* WORK TO DO:
Using the records below, copy out exactly the line that contains "Objective — one marker per instance of the concrete" and every line that follows it, up to and including the last, and no others.

[Saved entries]
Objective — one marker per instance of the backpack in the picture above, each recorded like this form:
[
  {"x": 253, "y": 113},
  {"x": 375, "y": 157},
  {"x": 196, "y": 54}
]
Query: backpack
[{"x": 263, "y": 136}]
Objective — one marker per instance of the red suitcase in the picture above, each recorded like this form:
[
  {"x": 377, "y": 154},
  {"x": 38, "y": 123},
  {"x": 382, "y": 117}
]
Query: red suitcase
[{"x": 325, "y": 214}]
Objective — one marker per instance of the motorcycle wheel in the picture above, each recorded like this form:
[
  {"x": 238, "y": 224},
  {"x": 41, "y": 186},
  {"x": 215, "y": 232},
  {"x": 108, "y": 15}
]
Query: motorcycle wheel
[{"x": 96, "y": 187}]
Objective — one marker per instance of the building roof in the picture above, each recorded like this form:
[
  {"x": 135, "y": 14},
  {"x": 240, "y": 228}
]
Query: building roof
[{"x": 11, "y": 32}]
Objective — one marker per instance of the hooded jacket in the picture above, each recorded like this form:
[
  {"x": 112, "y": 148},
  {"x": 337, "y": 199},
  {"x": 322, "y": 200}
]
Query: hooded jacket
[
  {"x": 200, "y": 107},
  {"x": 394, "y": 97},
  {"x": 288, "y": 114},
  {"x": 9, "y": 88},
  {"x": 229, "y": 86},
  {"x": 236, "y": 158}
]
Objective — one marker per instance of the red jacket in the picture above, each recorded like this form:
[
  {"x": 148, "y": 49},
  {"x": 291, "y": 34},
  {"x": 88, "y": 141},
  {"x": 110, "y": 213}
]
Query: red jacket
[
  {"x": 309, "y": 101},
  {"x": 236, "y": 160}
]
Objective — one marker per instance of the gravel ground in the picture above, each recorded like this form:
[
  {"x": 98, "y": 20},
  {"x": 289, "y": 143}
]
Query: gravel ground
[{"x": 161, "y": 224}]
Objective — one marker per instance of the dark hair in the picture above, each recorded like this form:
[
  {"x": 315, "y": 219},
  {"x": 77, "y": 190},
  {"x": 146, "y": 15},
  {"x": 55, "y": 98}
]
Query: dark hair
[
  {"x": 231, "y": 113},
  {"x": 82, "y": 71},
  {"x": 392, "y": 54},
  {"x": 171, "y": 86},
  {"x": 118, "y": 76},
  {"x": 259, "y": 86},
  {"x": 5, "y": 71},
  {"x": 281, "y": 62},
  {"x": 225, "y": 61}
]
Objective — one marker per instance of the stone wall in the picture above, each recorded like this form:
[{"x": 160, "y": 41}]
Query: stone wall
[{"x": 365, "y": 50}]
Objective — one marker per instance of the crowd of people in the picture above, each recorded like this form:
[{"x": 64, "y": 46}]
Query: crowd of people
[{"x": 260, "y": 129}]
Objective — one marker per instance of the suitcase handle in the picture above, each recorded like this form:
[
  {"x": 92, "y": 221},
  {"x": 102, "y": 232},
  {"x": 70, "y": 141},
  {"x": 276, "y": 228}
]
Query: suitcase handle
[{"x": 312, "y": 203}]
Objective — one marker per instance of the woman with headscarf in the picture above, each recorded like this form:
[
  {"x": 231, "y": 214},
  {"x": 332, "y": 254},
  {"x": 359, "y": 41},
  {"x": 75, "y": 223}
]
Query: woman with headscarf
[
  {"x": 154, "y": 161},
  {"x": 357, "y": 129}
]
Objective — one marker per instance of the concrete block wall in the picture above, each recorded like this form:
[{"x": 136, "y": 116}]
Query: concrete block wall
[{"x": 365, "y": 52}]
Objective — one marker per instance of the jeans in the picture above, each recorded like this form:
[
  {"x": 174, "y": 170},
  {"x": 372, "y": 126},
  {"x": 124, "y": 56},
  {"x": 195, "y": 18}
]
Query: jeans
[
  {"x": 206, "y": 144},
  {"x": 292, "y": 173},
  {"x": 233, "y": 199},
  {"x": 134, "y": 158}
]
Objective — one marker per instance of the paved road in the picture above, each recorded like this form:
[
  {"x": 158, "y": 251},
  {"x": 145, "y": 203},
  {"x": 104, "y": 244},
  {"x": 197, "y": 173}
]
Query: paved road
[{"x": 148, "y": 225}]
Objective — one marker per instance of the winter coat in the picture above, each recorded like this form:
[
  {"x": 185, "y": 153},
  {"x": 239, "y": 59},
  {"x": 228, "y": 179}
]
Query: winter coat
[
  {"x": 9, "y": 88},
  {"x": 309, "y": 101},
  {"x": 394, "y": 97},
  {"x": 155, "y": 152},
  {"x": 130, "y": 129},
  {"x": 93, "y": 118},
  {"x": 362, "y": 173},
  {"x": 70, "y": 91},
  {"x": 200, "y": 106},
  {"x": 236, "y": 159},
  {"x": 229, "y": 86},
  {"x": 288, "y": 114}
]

* SOLUTION BELOW:
Objective — one marker per instance of the concrete block wall in the picture above, each recorded like this form:
[{"x": 136, "y": 116}]
Query: concrete block wall
[{"x": 365, "y": 52}]
Objective — one marker per instance of the jeans in the picture above, each recorded like this form:
[
  {"x": 174, "y": 170},
  {"x": 372, "y": 126},
  {"x": 124, "y": 56},
  {"x": 195, "y": 18}
]
Query: jeans
[
  {"x": 206, "y": 144},
  {"x": 292, "y": 173},
  {"x": 233, "y": 199},
  {"x": 134, "y": 158}
]
Objective — one marker per instance of the paved road in the picture above, each recorded like this form:
[
  {"x": 158, "y": 251},
  {"x": 145, "y": 203},
  {"x": 104, "y": 244},
  {"x": 197, "y": 173}
]
Query: paved road
[{"x": 148, "y": 225}]
Objective — one marker per instance of the winter coat in the picture above, each recorded like this form:
[
  {"x": 185, "y": 153},
  {"x": 239, "y": 59},
  {"x": 228, "y": 179}
]
Query: winter coat
[
  {"x": 9, "y": 88},
  {"x": 309, "y": 101},
  {"x": 394, "y": 97},
  {"x": 155, "y": 152},
  {"x": 130, "y": 129},
  {"x": 93, "y": 118},
  {"x": 362, "y": 173},
  {"x": 70, "y": 91},
  {"x": 200, "y": 106},
  {"x": 236, "y": 159},
  {"x": 229, "y": 86},
  {"x": 288, "y": 114}
]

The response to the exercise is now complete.